* [Extracto del documento]
Por su propia naturaleza, la Gran
Dama nunca reconoce ser la invitada de mayor distinción, ni la de mayor rango o
alcurnia. No aceptará jamás, aunque sea así, que su presencia es siempre la de
mayor relevancia, ni que su caminar atrae todas las miradas y atenciones allá
por donde pasa. Se tapa la cara renegando de la importancia y condición que le
corresponden por derecho propio y esconde su rostro con vergüenza, aún siendo
la más bella entre todas las bellas. Tal es su grandeza.
La realidad es que la Gran Dama
es siempre la más esperada y cuando el invitado principal entra de su mano,
todos los presentes abren sus ojos con admiración respirando aliviados Nadie sabe qué arte tiene o de qué don divino goza, pero resulta curioso ver cómo, sin ella a su lado, la brillantez del más inteligente se convierte en pura pedantería y la buena oratoria deviene irremisiblemente en pesadez. De hecho, su mera presencia desenmascara fácilmente esas odiosas y frecuentes muestras de fingida sencillez, mostrándolas como lo que realmente son: torpes y falsas modestias.

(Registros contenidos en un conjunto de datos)
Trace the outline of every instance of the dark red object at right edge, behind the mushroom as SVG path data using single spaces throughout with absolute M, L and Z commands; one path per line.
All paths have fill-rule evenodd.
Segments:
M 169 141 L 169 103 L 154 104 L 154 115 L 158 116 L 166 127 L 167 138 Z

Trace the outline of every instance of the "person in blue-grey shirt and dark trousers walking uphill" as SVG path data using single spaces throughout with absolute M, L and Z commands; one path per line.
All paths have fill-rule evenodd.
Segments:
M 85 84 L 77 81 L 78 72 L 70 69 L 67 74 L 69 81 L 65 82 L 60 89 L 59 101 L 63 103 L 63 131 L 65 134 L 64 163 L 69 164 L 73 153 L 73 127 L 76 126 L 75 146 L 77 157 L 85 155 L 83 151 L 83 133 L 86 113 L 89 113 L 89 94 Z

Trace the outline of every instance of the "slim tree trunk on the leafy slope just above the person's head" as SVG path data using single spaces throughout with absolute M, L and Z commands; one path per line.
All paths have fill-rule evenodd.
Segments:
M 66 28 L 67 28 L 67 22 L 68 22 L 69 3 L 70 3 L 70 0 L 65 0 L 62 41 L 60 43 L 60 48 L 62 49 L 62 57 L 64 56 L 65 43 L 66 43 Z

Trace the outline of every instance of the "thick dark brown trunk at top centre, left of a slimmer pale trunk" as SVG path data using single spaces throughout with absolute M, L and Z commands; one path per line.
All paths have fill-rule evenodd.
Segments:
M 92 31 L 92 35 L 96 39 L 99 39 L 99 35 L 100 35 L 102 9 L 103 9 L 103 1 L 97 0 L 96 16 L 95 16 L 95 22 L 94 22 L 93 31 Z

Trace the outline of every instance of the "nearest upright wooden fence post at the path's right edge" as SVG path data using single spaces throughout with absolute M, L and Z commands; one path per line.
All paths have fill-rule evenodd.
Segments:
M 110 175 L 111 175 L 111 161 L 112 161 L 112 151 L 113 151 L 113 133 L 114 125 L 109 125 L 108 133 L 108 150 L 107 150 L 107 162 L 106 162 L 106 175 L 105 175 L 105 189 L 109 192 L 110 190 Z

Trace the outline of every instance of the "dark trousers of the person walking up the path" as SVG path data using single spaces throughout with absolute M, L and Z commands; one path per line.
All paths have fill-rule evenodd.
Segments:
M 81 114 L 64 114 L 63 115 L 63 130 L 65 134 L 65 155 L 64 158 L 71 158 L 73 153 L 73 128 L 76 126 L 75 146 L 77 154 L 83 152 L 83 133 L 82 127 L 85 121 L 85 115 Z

* [Tareas por realizar]
1 - Indica si cada afirmación concuerda con el texto sobre la Gran Dama y respalda tu respuesta con las palabras exactas del texto: (a) La Gran Dama reconoce ser la invitada de mayor distinción. (b) La Gran Dama esconde su rostro con vergüenza. (c) Sin la Gran Dama, la buena oratoria se vuelve pesadez.
2 - Según el texto sobre la Gran Dama, ¿en qué se convierte la brillantez del más inteligente cuando ella no está a su lado?
3 - Escribe la continuación del texto sobre la Gran Dama a partir de su última oración.
Los registros no tienen relación alguna con el texto sobre la Gran Dama.

* [Lista de respuestas]
1 -
(a) No: "la Gran Dama nunca reconoce ser la invitada de mayor distinción".
(b) Sí: "esconde su rostro con vergüenza".
(c) Sí: "la buena oratoria deviene irremisiblemente en pesadez".

2 - En pura pedantería.

3 -
Ella es la Gran Dama y es la madre
de todas las demás. Así que mientras estés por aquí engánchate a ella, pégate a
sus faldas y no te olvides de invitarla a tu gran salida triunfal, cuando te
llegue el final. En ese día aprieta con fuerza su mano, pues a todos bastará el
haberte visto en su compañía para recordarte con admiración y respeto. Tus
demás logros no importarán.
La Gran Dama tiene nombre. Se
llama humildad.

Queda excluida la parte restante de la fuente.